(Text for analysis)

Newfoundland man to seek province's first court-approved assisted death

The unnamed man over the age of 65 has suffered from pain caused by prostate cancer for a number of years

ST. JOHN’S, N.L. – A Newfoundland man who wants to end his life after years of battling cancer is searching for a doctor to sign off on the province’s first court-approved assisted death.

Lawyer Kyle Rees of St. John’s said Friday his unnamed client is a man over the age of 65 who has suffered from pain caused by prostate cancer for a number of years.

“Once we make this application in court he’s looking for a physician who will prescribe for him the medication that will allow for him to end his suffering if it comes to that,” said Rees.

Under provincial supreme court guidelines, two doctors must sign affidavits supporting the court application. Rees said his client’s attending physician has already done so, and he’s now appealing for another doctor to come forward.

“The second physician . . . would also say in the affidavit that yes I will be the doctor writing the prescription, I will be the doctor administering the medication and that’s been the tricky part,” said Rees.

He said he doesn’t believe the lengthier search is the result of any deep-seated opposition in the medical community.

(End Text for analysis)
(Dataset extract)

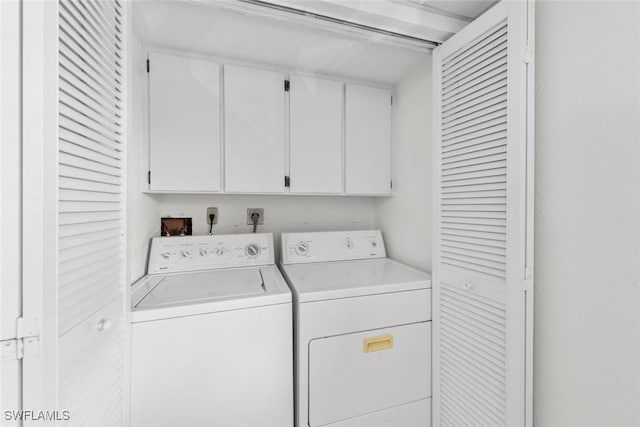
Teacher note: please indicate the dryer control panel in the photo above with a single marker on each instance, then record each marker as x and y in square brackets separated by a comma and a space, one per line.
[332, 246]
[191, 253]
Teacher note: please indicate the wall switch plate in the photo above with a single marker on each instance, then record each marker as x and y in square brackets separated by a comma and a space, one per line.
[213, 211]
[251, 211]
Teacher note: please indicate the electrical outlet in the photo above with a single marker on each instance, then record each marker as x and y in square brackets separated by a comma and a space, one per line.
[251, 211]
[214, 212]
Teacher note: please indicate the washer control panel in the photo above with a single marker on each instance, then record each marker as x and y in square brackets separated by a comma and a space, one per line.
[190, 253]
[332, 246]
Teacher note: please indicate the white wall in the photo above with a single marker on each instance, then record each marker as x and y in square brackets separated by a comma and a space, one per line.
[281, 213]
[587, 218]
[405, 218]
[141, 208]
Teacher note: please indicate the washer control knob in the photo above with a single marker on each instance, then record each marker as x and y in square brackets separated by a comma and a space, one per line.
[252, 250]
[302, 248]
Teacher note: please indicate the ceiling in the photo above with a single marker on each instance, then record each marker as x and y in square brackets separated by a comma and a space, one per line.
[246, 32]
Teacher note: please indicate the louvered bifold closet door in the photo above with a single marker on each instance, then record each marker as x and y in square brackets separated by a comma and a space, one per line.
[91, 195]
[480, 284]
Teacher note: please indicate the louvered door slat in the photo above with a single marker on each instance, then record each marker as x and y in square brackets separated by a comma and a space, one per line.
[83, 265]
[77, 111]
[85, 40]
[91, 257]
[476, 110]
[479, 251]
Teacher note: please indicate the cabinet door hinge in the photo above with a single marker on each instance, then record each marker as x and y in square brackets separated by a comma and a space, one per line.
[529, 55]
[27, 333]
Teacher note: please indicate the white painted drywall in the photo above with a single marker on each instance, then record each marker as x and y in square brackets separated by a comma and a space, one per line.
[140, 207]
[587, 214]
[405, 218]
[281, 213]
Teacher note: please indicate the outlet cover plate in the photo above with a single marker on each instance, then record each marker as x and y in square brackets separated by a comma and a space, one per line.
[213, 211]
[259, 211]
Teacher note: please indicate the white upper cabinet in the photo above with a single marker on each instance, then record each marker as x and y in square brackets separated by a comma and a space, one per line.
[184, 110]
[367, 140]
[254, 130]
[316, 112]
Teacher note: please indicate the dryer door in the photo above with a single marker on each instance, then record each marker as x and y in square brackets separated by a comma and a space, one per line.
[360, 373]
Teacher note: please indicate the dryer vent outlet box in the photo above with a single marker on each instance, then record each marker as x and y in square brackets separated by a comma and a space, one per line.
[251, 211]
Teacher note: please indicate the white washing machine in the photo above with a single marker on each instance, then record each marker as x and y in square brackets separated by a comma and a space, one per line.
[211, 335]
[362, 332]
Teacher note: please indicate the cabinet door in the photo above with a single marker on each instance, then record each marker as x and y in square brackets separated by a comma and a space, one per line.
[254, 130]
[367, 140]
[184, 100]
[316, 135]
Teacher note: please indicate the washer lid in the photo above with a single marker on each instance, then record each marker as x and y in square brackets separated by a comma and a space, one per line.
[204, 286]
[344, 279]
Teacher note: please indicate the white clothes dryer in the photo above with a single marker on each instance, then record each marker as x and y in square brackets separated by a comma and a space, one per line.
[211, 335]
[362, 332]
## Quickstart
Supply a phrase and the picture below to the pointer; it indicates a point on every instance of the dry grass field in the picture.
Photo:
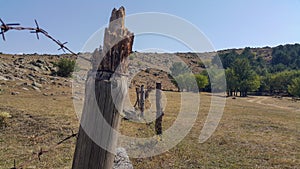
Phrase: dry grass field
(255, 132)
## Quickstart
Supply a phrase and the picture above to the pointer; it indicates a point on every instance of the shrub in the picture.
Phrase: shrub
(65, 67)
(294, 88)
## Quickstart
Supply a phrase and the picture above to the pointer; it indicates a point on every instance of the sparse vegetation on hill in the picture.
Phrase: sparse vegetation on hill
(65, 67)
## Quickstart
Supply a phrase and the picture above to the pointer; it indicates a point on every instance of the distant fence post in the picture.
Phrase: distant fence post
(106, 88)
(137, 103)
(159, 110)
(142, 101)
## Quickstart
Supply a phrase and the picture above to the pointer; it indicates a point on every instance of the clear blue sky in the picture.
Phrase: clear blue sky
(226, 23)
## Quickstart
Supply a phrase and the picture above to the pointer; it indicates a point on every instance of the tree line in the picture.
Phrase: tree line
(249, 72)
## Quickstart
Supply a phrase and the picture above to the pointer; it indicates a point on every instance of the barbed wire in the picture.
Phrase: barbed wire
(37, 155)
(37, 30)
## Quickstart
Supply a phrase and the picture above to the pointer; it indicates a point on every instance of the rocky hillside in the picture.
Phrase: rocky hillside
(35, 72)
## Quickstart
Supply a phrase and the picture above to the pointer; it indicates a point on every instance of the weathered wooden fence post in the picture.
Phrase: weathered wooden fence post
(142, 101)
(106, 88)
(137, 103)
(159, 110)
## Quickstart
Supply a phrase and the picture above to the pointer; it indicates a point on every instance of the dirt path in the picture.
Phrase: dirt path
(260, 99)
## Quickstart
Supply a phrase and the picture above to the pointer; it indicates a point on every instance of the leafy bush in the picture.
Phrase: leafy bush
(65, 67)
(178, 68)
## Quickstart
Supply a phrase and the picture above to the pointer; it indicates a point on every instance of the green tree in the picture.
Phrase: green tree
(294, 87)
(232, 82)
(202, 81)
(247, 79)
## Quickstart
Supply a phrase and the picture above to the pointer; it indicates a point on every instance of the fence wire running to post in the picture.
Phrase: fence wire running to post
(5, 27)
(37, 155)
(62, 46)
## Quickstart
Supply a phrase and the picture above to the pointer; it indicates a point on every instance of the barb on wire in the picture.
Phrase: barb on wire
(6, 27)
(37, 156)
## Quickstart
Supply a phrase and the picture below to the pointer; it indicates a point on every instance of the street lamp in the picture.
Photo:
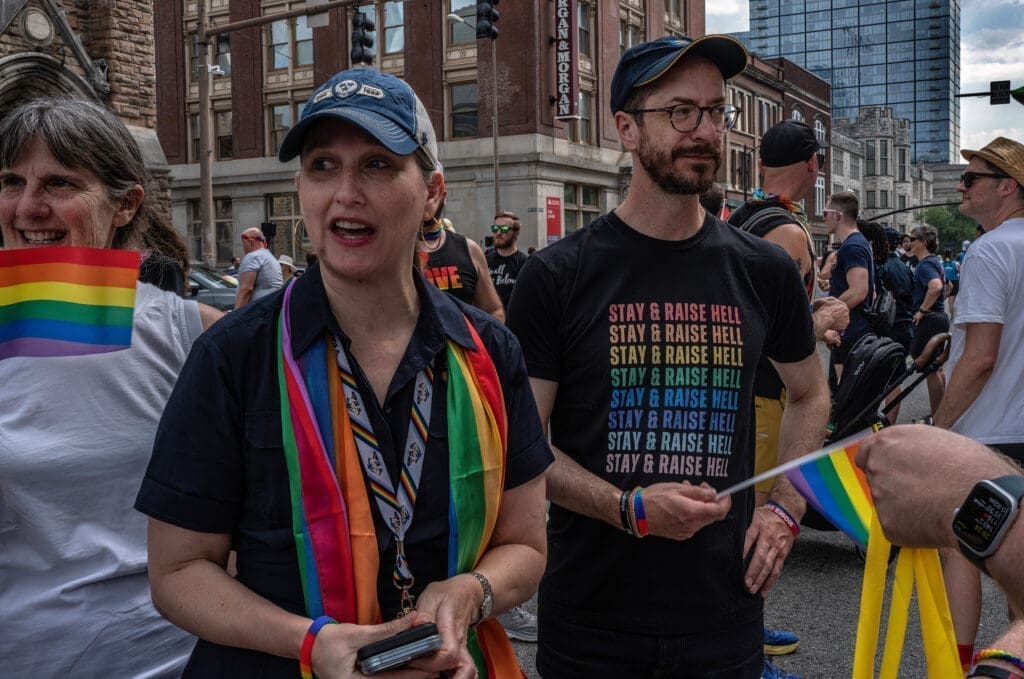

(End Dataset extract)

__Exercise details__
Based on the article about the Newfoundland man seeking an assisted death, why is his lawyer appealing for another doctor to come forward? The records are separate material from the article.

__Solution to this exercise__
Provincial supreme court guidelines require two doctors to sign affidavits supporting the court application. The man's attending physician has already signed one, so a second doctor is still needed.